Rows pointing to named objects
■ ■ ■ ■ ■

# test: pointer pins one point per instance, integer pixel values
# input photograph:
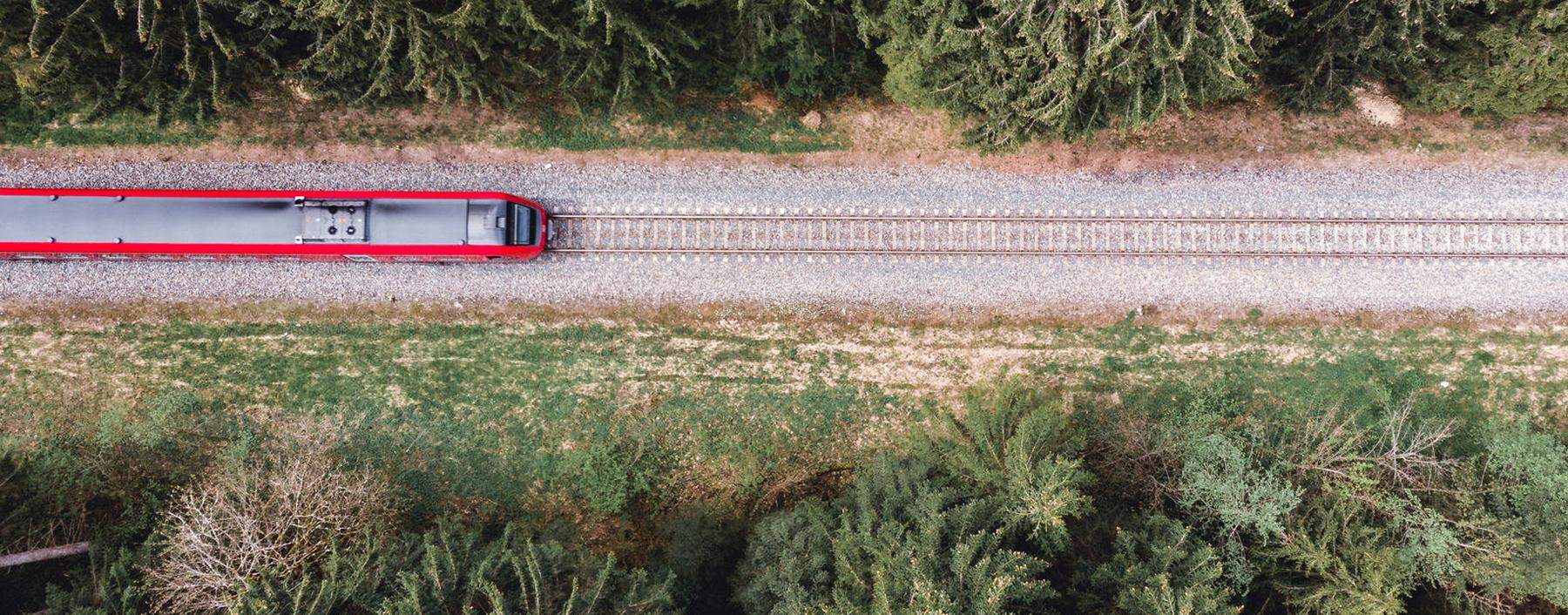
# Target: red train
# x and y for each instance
(270, 225)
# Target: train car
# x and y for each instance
(268, 225)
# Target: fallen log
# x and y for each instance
(49, 552)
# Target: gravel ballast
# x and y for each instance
(1015, 284)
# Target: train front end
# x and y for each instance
(268, 225)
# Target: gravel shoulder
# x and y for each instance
(921, 284)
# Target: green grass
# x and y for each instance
(676, 127)
(25, 125)
(621, 422)
(711, 125)
(626, 411)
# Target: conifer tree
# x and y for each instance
(168, 57)
(1023, 70)
(1509, 57)
(803, 49)
(1322, 49)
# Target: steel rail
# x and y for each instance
(1040, 219)
(990, 234)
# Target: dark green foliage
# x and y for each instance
(902, 540)
(110, 584)
(1333, 560)
(463, 570)
(963, 526)
(1024, 70)
(1321, 49)
(499, 51)
(105, 483)
(1159, 568)
(805, 51)
(1509, 57)
(517, 575)
(1526, 473)
(172, 57)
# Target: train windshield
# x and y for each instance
(523, 225)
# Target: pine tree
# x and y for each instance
(168, 57)
(1322, 49)
(1509, 57)
(1023, 70)
(803, 51)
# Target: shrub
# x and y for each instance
(517, 575)
(1064, 68)
(1336, 560)
(963, 524)
(1526, 485)
(455, 568)
(278, 517)
(1511, 57)
(1159, 568)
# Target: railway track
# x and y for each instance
(1018, 234)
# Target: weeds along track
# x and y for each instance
(1009, 234)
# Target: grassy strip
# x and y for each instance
(626, 421)
(719, 125)
(728, 409)
(1248, 131)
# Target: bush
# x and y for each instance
(805, 51)
(966, 524)
(1062, 70)
(1333, 560)
(1158, 567)
(1511, 57)
(278, 517)
(455, 568)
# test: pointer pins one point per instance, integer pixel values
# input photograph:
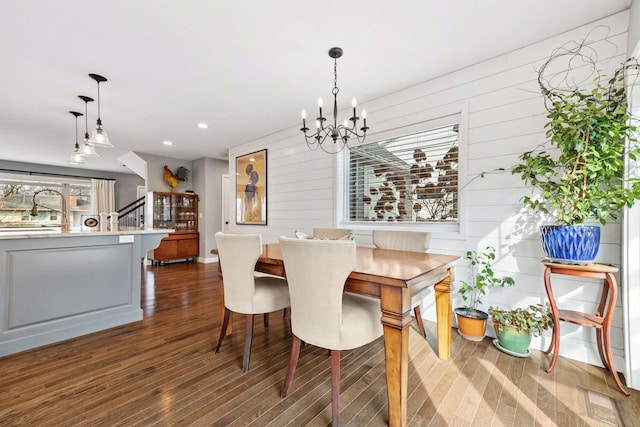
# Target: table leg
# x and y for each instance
(443, 313)
(396, 318)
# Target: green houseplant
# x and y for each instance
(514, 328)
(579, 171)
(471, 320)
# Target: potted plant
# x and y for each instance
(579, 171)
(514, 328)
(472, 321)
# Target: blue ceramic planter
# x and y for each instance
(570, 244)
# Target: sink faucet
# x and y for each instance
(64, 226)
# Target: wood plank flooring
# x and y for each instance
(162, 371)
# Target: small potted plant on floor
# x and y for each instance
(514, 328)
(579, 173)
(472, 321)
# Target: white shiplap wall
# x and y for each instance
(505, 117)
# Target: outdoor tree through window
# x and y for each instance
(411, 179)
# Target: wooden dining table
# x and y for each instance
(392, 276)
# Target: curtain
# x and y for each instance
(103, 198)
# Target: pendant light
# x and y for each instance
(76, 156)
(86, 149)
(99, 136)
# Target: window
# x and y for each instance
(16, 200)
(407, 179)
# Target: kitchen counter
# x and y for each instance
(22, 233)
(55, 286)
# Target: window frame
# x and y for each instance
(411, 124)
(62, 184)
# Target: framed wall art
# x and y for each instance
(251, 188)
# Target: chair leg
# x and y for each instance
(223, 332)
(248, 335)
(418, 313)
(335, 387)
(293, 361)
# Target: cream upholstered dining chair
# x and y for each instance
(321, 313)
(414, 241)
(244, 292)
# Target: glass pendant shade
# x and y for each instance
(86, 149)
(99, 138)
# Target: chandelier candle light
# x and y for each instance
(99, 136)
(76, 156)
(340, 134)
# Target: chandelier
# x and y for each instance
(339, 133)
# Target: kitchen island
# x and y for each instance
(55, 286)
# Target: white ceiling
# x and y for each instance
(246, 68)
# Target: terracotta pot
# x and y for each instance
(471, 324)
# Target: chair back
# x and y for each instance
(332, 233)
(238, 254)
(316, 273)
(414, 241)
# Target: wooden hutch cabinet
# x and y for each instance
(178, 211)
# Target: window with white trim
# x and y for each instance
(406, 179)
(16, 200)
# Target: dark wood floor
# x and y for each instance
(162, 371)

■ ■ ■ ■ ■

## Job
Copy every one of these rows exactly, start to finish, but leave out the pictures.

## Result of this exercise
# test: pointer pins one point per instance, integer pixel values
# input photograph:
# Target: red train
# x and y for each instance
(270, 225)
# Target: train car
# x and y for each instance
(268, 225)
# Target: fallen log
# x and y for each instance
(49, 552)
# Target: gravel ballast
# x and y for each instance
(1015, 284)
# Target: train front end
# x and y for each instance
(268, 225)
# Target: gravel shoulder
# x and y for each instance
(921, 284)
# Target: green grass
# x and y for each instance
(676, 127)
(25, 125)
(621, 422)
(711, 125)
(626, 411)
# Target: conifer tree
# x and y for each instance
(168, 57)
(1023, 70)
(1509, 57)
(803, 49)
(1322, 49)
# Target: steel rail
# x and y for each instance
(1040, 219)
(990, 234)
# Target: dark green foliage
# x and y for each instance
(902, 540)
(110, 584)
(1333, 560)
(463, 570)
(963, 526)
(1024, 70)
(1321, 49)
(499, 51)
(105, 483)
(1159, 568)
(805, 51)
(1509, 57)
(517, 575)
(1526, 473)
(172, 57)
# Target: train windshield
# x and y for each instance
(523, 225)
# Target: pine tree
# x and y for each instance
(168, 57)
(1322, 49)
(1509, 57)
(1023, 70)
(803, 51)
# Target: shrub
# x and y for each instance
(517, 575)
(1064, 68)
(1336, 560)
(963, 524)
(1526, 485)
(455, 568)
(278, 517)
(1511, 57)
(1159, 568)
# Target: railway track
# x and y for each instance
(1018, 234)
# Target: weeds along track
# x and y for each instance
(1009, 234)
# Target: grassy strip
# x and y for each instance
(626, 421)
(719, 125)
(728, 409)
(1248, 131)
# Target: bush
# x and y for each instance
(805, 51)
(966, 524)
(1062, 70)
(1333, 560)
(1158, 567)
(1511, 57)
(278, 517)
(455, 568)
# test: pointer pins one point per instance, integer pixel values
# input photograph:
# Target: table leg
# x and y for each instance
(443, 313)
(396, 318)
# Target: green houseplant
# x and y for each instance
(514, 328)
(579, 171)
(471, 320)
# Target: potted plant
# x and y for each instance
(579, 171)
(514, 328)
(472, 321)
# Target: blue ceramic planter
# x and y for each instance
(570, 244)
# Target: sink faucet
# x and y for each instance
(64, 226)
# Target: wood plank flooring
# x and y for each instance
(162, 371)
# Target: small potted plant on floor
# x and y for each instance
(514, 328)
(579, 173)
(472, 321)
# Target: white shiplap wall
# x and y for each instance
(505, 117)
# Target: outdoor tree through window
# x and y for each instance
(411, 179)
# Target: wooden dining table
# x and y for each instance
(392, 276)
# Target: curtain
# x and y for each instance
(103, 198)
# Target: pendant light
# x and y for each instance
(76, 156)
(86, 149)
(99, 136)
# Target: window
# x and y for each instance
(16, 200)
(407, 179)
# Target: kitchen counter
# x and y for each instance
(22, 233)
(55, 286)
# Target: window frame
# x and y for each instance
(411, 124)
(62, 184)
# Target: framed wall art
# x and y for each instance
(251, 188)
# Target: chair leg
# x and y for each instance
(223, 332)
(248, 335)
(418, 313)
(335, 387)
(293, 361)
# Target: cream upholstered dining chair
# x and y for each instance
(321, 313)
(414, 241)
(244, 292)
# Target: glass pendant shade
# x and y for each instance
(86, 149)
(99, 138)
# Target: chandelier candle light
# x and y for each instance
(99, 136)
(76, 156)
(340, 134)
# Target: chandelier
# x and y for each instance
(339, 133)
# Target: kitchen island
# x and y for each instance
(55, 286)
# Target: white ceiling
# x and y for each instance
(246, 68)
# Target: terracotta pot
# x and y for each instance
(471, 324)
# Target: chair back
# x and y for each instance
(332, 233)
(238, 254)
(316, 273)
(414, 241)
# Target: wooden hutch cabinet
# x and y for each instance
(178, 211)
# Target: window with white trim
# x and y for each instance
(406, 179)
(16, 200)
# Target: dark wood floor
# x and y for each instance
(162, 371)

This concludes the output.